===== TEXT SHOWN =====
Re: Listing S3

Bryan Bende Tue, 25 Sep 2018 07:44:40 -0700

Yea if it can be done in a way to only clear state once the processor
is started with state management = false, this way if someone
accidentally toggles the value and hits apply, but then wants to go
back before starting, they wouldn't lose the state.


On Tue, Sep 25, 2018 at 10:40 AM Mark Payne <marka...@hotmail.com> wrote:
>
> It certainly would be ideal to clear the state.
>
> On Sep 25, 2018, at 10:34 AM, Sivaprasanna <sivaprasanna...@gmail.com> wrote:
>
> I'm in for a configurable state management property.
>
> One question: Let's say we have a processor already running without an 
> incoming connection and have the state management property set to 'true'. 
> After a couple of iterations, it would have some state set. Later the user 
> adds an incoming connection and has the state management property set to 
> 'false'. In this case, do we have to clear off the state? Or maintain the 
> state as is but just don't consider it?
>
> -
> Sivaprasanna
>
> On Tue, Sep 25, 2018 at 7:54 PM Bryan Bende <bbe...@gmail.com> wrote:
>>
>> I like that approach too.
>> On Tue, Sep 25, 2018 at 10:21 AM Pierre Villard
>> <pierre.villard...@gmail.com> wrote:
>> >
>> > +1 with Matt's proposal and Mark's comment, I think it'd help answering 
>> > some use cases.
>> > We just need to be very clear about the processor behavior for each 
>> > possible case/configuration.
>> >
>> > Pierre
>> >
>> > Le mar. 25 sept. 2018 à 16:19, Mark Payne <marka...@hotmail.com> a écrit :
>> >>
>> >> Matt,
>> >>
>> >> I think it's very dangerous to manipulate the behavior of the processor 
>> >> so drastically based
>> >> on the presence or absence of an incoming connection. I think it is fair 
>> >> game, however, to allow
>> >> for a new property to be added that indicates whether or not state is 
>> >> maintained. Then, the processor
>> >> could be made invalid if attempting to maintain state and has an incoming 
>> >> connection.
=====
EXERCISE A:
Output as a numbered list the lines of the records beginning with the line that contains "Make sure each instance of the blue and" and running through the end of the records, with both ends included and blank lines left out.
The records that come next are unrelated to the mailing list thread above.
===== INPUT RECORDS =====
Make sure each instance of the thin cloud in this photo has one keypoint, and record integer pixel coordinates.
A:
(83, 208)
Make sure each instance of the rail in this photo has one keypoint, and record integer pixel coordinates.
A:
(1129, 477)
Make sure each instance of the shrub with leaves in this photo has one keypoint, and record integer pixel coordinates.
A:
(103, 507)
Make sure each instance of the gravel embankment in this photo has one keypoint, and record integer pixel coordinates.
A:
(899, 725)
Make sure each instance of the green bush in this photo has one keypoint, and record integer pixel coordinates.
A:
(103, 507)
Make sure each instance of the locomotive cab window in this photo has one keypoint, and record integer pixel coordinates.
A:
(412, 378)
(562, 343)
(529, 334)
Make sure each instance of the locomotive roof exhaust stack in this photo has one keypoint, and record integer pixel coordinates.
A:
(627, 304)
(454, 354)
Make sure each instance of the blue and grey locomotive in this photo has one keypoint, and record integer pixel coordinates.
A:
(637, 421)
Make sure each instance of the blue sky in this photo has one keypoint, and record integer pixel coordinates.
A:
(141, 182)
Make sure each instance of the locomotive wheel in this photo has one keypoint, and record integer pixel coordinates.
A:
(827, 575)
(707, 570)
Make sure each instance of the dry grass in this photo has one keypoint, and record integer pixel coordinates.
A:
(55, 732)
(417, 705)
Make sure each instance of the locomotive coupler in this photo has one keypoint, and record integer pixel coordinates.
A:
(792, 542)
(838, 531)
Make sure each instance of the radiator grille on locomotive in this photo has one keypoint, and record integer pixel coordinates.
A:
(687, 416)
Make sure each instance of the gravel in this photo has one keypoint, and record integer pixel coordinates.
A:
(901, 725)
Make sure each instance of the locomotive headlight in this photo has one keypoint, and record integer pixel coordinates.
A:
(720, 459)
=====
EXERCISE B:
In the mailing list thread, what does Pierre say needs to be made very clear?

WRITTEN RESPONSE A:
1. Make sure each instance of the blue and grey locomotive in this photo has one keypoint, and record integer pixel coordinates.
2. A:
3. (637, 421)
4. Make sure each instance of the blue sky in this photo has one keypoint, and record integer pixel coordinates.
5. A:
6. (141, 182)
7. Make sure each instance of the locomotive wheel in this photo has one keypoint, and record integer pixel coordinates.
8. A:
9. (827, 575)
10. (707, 570)
11. Make sure each instance of the dry grass in this photo has one keypoint, and record integer pixel coordinates.
12. A:
13. (55, 732)
14. (417, 705)
15. Make sure each instance of the locomotive coupler in this photo has one keypoint, and record integer pixel coordinates.
16. A:
17. (792, 542)
18. (838, 531)
19. Make sure each instance of the radiator grille on locomotive in this photo has one keypoint, and record integer pixel coordinates.
20. A:
21. (687, 416)
22. Make sure each instance of the gravel in this photo has one keypoint, and record integer pixel coordinates.
23. A:
24. (901, 725)
25. Make sure each instance of the locomotive headlight in this photo has one keypoint, and record integer pixel coordinates.
26. A:
27. (720, 459)

WRITTEN RESPONSE B:
The processor behavior for each possible case or configuration.